ARTICLE:
______________________________

For example, as described in the doc, you can use either of these to pass an initialization parameter to your web app:

  • <Context> <Parameter>… in the context.xml file
  • <context-param> <param-name>… in the web.xml file

Similarly, both can be used to define resources to be made available via JNDI. Both can be used to define listeners for lifecycle events.

See this Question for details: context.xml vs web.xml in web application

You do not need to use both. However, the Tomcat documentation recommends that if using context.xml you also repeat in web.xml. I do not understand that recommendation.

So why two ways?

  • The standard way useful because it is, well, standard. You can swap out Tomcat for another Servlet container without bothering to change your web.xml files.

______________________________

DATASET CONTENT:
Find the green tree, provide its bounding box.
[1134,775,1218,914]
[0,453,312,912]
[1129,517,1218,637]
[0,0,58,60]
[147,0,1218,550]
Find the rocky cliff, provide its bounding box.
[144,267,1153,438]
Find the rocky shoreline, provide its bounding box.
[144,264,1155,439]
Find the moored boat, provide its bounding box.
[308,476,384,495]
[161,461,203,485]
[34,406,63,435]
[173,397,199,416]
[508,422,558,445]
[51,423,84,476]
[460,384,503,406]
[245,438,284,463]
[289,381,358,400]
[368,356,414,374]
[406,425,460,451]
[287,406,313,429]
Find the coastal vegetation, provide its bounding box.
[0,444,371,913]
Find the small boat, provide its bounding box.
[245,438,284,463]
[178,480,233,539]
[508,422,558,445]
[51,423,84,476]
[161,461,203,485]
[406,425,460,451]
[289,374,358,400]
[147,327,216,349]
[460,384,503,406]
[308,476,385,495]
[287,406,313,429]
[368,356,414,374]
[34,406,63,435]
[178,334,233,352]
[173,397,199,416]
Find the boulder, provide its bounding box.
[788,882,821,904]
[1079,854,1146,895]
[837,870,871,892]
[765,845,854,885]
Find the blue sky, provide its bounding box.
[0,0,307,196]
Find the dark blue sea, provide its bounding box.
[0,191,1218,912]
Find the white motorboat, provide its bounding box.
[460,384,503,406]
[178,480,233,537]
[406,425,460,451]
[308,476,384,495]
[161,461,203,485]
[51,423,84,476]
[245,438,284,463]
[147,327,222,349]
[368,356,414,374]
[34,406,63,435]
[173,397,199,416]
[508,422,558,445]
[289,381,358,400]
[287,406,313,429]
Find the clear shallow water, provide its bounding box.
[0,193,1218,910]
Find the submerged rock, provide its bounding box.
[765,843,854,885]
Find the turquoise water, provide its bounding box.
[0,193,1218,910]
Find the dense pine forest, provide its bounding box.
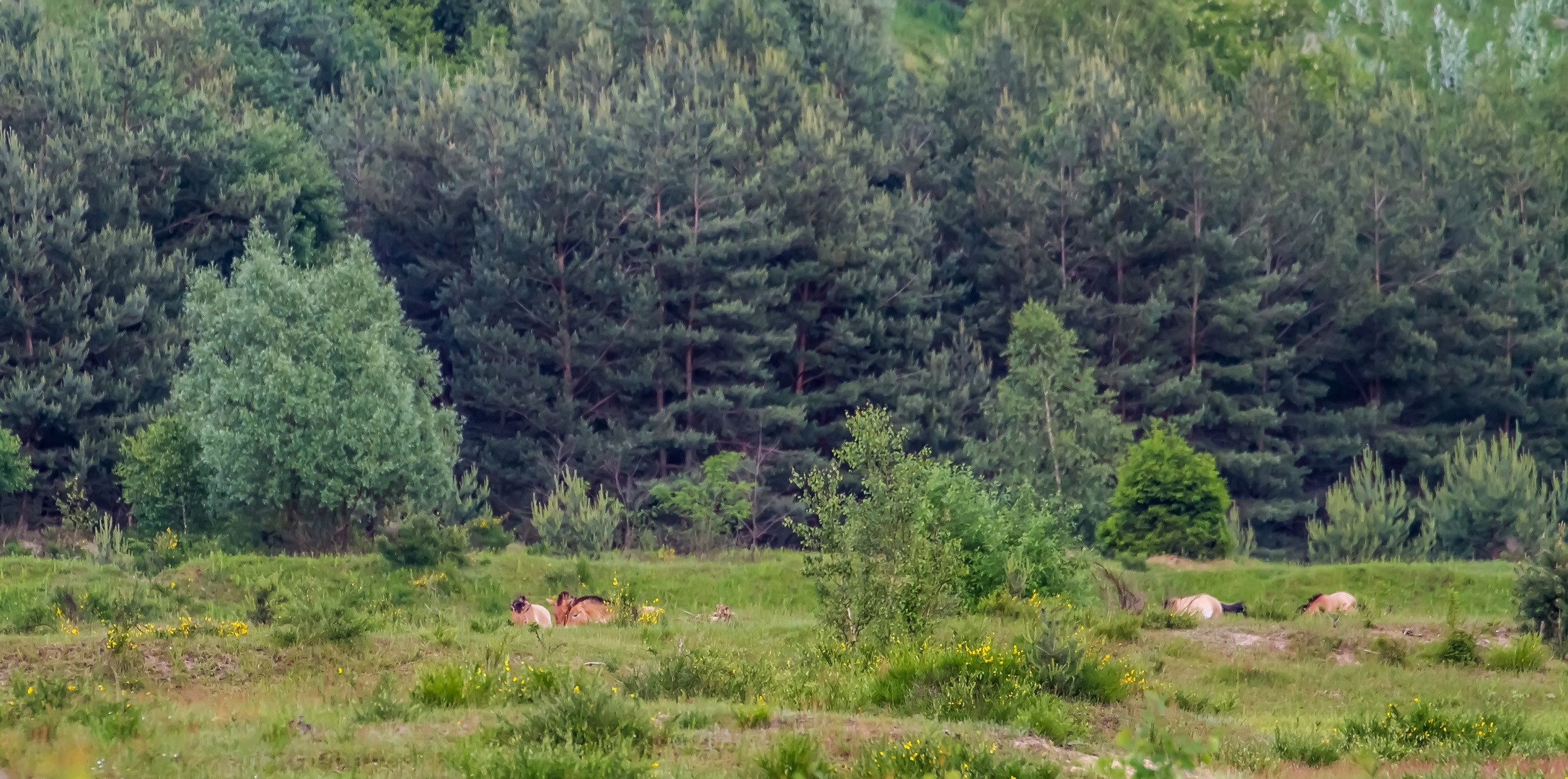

______________________________

THE PROBLEM: In two sentences, summarize the passage on context.xml and web.xml.

EXERCISE RESPONSE: Both the context.xml and web.xml files can pass an initialization parameter to a web app, define resources made available via JNDI, and define listeners for lifecycle events. Using both is not required, although the Tomcat documentation recommends repeating context.xml settings in web.xml, and the standard web.xml is useful because Tomcat can be swapped for another Servlet container without changing the web.xml files.